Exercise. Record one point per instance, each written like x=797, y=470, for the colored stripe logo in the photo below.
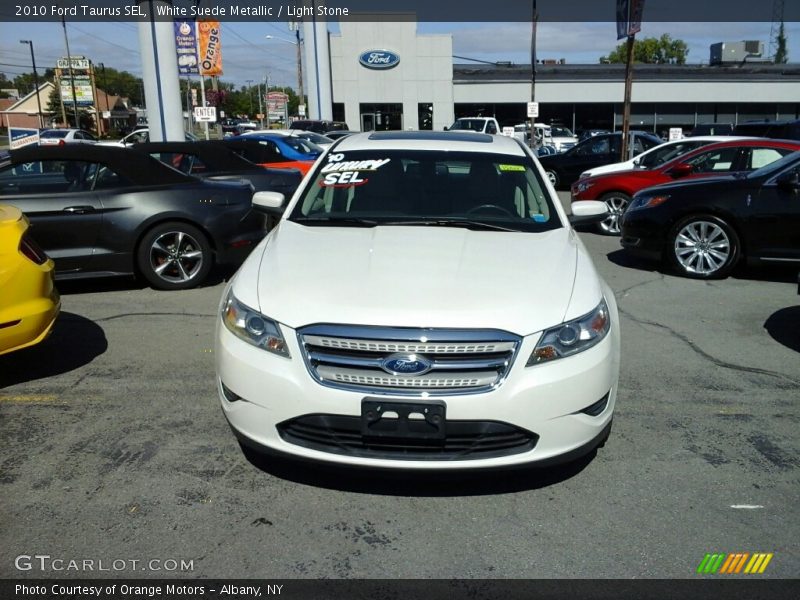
x=734, y=563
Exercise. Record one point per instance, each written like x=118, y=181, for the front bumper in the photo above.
x=272, y=394
x=28, y=322
x=641, y=235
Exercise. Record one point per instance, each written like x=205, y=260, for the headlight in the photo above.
x=573, y=336
x=640, y=202
x=253, y=327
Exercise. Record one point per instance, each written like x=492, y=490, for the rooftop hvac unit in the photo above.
x=735, y=52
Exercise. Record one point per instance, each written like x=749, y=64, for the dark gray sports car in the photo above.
x=101, y=211
x=215, y=161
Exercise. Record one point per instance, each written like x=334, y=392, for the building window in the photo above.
x=425, y=116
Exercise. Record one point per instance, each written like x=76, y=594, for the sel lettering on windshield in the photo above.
x=339, y=172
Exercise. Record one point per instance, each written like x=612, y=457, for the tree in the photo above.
x=781, y=54
x=662, y=51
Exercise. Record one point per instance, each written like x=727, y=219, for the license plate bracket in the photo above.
x=407, y=421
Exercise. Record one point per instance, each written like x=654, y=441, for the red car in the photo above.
x=722, y=158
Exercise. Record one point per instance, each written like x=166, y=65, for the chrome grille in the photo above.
x=460, y=361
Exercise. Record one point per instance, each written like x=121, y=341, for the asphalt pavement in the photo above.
x=115, y=449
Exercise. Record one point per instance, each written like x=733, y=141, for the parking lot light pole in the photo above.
x=35, y=82
x=298, y=44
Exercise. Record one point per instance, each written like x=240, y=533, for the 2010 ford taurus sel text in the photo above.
x=423, y=303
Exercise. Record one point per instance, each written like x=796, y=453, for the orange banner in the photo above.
x=209, y=47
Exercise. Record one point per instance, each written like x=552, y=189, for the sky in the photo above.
x=248, y=55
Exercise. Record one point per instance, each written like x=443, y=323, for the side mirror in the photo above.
x=586, y=212
x=681, y=170
x=268, y=202
x=789, y=182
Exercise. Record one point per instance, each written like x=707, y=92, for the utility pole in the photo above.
x=105, y=91
x=626, y=106
x=35, y=82
x=534, y=19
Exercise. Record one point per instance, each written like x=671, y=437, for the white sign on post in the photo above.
x=675, y=133
x=205, y=114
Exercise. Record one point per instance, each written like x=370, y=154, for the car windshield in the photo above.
x=775, y=167
x=54, y=133
x=315, y=138
x=661, y=154
x=469, y=125
x=469, y=189
x=302, y=146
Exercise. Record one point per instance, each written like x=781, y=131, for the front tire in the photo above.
x=174, y=256
x=616, y=202
x=703, y=247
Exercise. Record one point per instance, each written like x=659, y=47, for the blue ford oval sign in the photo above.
x=379, y=59
x=406, y=364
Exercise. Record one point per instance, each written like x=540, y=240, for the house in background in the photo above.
x=24, y=112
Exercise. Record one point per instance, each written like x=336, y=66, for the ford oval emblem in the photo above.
x=406, y=364
x=379, y=59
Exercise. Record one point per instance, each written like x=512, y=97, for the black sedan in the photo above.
x=704, y=227
x=215, y=161
x=564, y=169
x=101, y=211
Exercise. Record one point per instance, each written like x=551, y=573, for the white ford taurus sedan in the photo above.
x=424, y=302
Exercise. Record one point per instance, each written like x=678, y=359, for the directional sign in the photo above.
x=205, y=114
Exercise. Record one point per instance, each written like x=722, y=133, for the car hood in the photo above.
x=691, y=183
x=413, y=277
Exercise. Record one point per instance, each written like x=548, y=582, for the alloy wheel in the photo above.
x=702, y=247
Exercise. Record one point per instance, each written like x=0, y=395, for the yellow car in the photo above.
x=29, y=301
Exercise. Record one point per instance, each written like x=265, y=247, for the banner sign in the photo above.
x=83, y=90
x=19, y=137
x=629, y=17
x=205, y=114
x=186, y=47
x=210, y=47
x=79, y=63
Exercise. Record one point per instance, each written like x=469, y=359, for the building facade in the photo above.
x=425, y=90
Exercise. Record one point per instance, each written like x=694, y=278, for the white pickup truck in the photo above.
x=479, y=124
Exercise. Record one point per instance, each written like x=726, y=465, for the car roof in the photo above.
x=442, y=141
x=136, y=167
x=215, y=154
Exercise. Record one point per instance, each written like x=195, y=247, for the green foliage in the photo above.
x=781, y=53
x=663, y=50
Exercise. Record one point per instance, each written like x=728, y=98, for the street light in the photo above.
x=250, y=95
x=35, y=81
x=299, y=61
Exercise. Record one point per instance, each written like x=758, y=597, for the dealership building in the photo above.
x=387, y=76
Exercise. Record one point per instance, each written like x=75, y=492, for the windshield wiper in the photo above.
x=463, y=223
x=336, y=221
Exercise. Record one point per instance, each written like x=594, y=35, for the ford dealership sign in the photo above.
x=379, y=59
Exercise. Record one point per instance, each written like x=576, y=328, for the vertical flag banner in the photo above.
x=186, y=47
x=210, y=47
x=622, y=19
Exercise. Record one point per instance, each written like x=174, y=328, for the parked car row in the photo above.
x=706, y=160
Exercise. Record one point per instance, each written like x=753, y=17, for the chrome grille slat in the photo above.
x=461, y=361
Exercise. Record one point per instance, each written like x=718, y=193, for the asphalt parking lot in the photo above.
x=115, y=448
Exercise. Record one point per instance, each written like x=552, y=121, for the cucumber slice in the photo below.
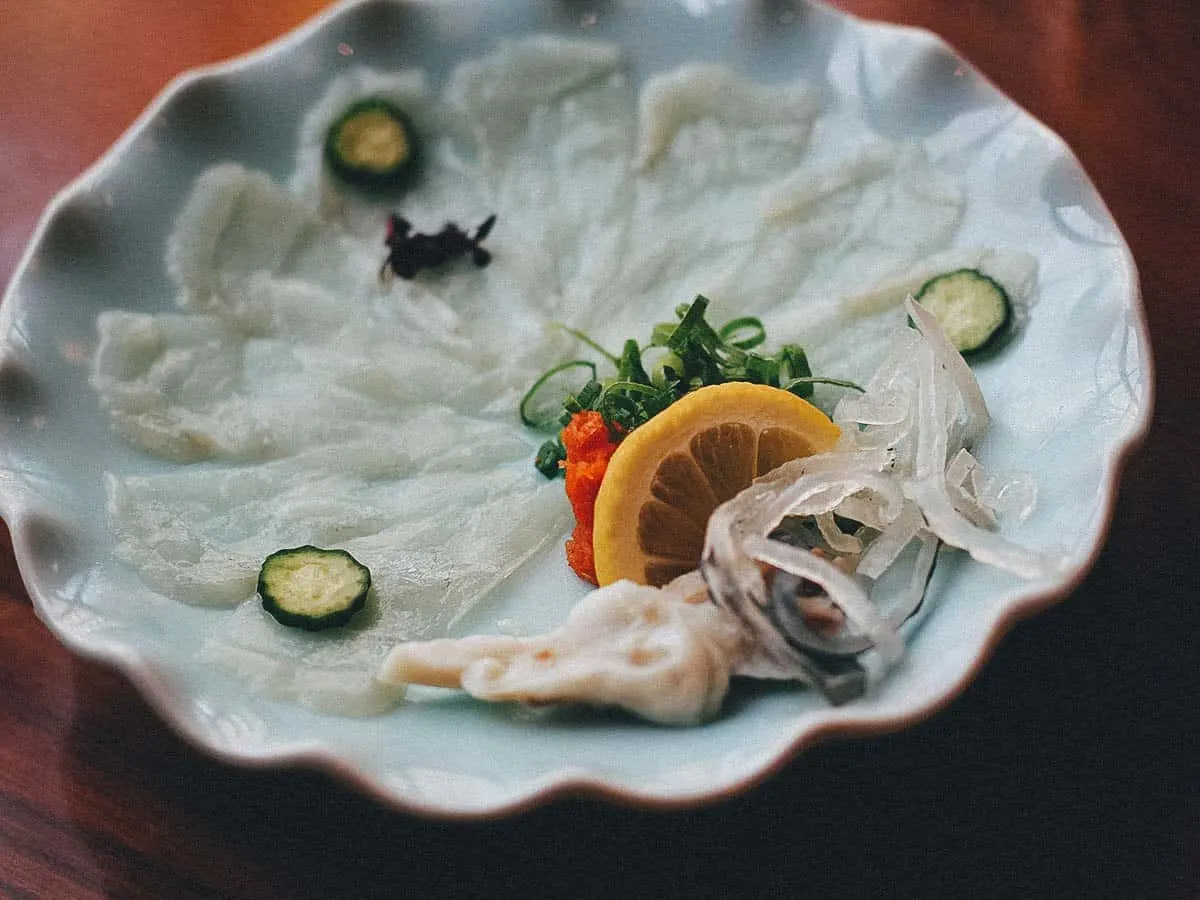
x=312, y=588
x=972, y=309
x=372, y=145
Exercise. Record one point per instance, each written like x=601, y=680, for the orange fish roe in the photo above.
x=589, y=445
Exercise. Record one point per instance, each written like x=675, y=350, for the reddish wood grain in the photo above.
x=1068, y=768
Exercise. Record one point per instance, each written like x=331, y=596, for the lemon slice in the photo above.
x=669, y=475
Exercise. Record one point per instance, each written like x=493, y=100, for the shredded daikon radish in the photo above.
x=904, y=473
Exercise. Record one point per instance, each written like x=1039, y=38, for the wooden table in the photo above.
x=1068, y=768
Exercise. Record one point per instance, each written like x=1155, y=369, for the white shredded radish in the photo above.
x=903, y=471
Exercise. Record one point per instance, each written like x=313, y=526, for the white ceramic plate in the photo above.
x=1071, y=397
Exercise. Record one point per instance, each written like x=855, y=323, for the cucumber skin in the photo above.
x=1000, y=334
x=311, y=623
x=363, y=179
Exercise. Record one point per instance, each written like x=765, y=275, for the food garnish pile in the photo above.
x=738, y=515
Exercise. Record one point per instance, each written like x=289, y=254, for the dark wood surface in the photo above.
x=1069, y=768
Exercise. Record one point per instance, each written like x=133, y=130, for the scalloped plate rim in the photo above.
x=19, y=513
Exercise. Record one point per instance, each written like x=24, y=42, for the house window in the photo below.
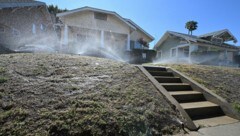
x=34, y=29
x=15, y=32
x=159, y=54
x=100, y=16
x=42, y=27
x=144, y=55
x=2, y=29
x=173, y=52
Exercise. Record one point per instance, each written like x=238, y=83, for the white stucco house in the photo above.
x=211, y=48
x=89, y=29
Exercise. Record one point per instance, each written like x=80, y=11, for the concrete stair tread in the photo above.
x=173, y=84
x=203, y=104
x=215, y=121
x=184, y=92
x=164, y=77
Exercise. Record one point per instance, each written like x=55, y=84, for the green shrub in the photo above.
x=3, y=79
x=236, y=106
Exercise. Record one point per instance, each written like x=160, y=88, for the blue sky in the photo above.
x=158, y=16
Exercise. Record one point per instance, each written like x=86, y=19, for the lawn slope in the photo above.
x=43, y=94
x=224, y=81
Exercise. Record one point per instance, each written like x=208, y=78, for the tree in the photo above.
x=191, y=26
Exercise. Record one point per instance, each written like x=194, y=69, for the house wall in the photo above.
x=19, y=24
x=84, y=23
x=86, y=19
x=166, y=46
x=136, y=35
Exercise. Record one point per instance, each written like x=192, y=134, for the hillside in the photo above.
x=223, y=81
x=43, y=94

● ● ● ● ● ● ●

* _To do_:
Reproduce word for word the stretch of the records from the line that contains "shredded radish in the photo above." through the line that contains "x=164, y=77", leaving the pictures out.

* _Finished task_:
Exercise. Record one point per instance, each written like x=1155, y=369, for the white shredded radish in the photo above.
x=903, y=471
Exercise. Record one point per instance, each written like x=313, y=526, for the white ceramic plate in the photo above.
x=1071, y=397
Exercise. Record one point per instance, each written like x=855, y=323, for the cucumber skin in the photo above.
x=1000, y=334
x=311, y=623
x=363, y=179
Exercise. Record one point per instance, each written like x=765, y=275, for the food garnish pile in the photo above.
x=738, y=515
Exercise. Record one point per instance, each written like x=289, y=254, for the dark wood surface in the photo above.
x=1069, y=768
Exercise. Record one point per instance, each written like x=133, y=130, for the scalloped plate rim in the photo above.
x=19, y=513
Exercise. Record one point per instance, each written like x=24, y=42, for the house window in the photo below.
x=34, y=29
x=15, y=32
x=159, y=54
x=100, y=16
x=42, y=27
x=144, y=55
x=2, y=29
x=173, y=52
Exercise. Record one point per instance, each written like x=238, y=83, for the white stucco house in the photo above.
x=211, y=48
x=89, y=29
Exercise. Record one point per instance, each written like x=80, y=11, for the concrete stair tread in the photo above.
x=173, y=84
x=203, y=104
x=215, y=121
x=184, y=92
x=164, y=77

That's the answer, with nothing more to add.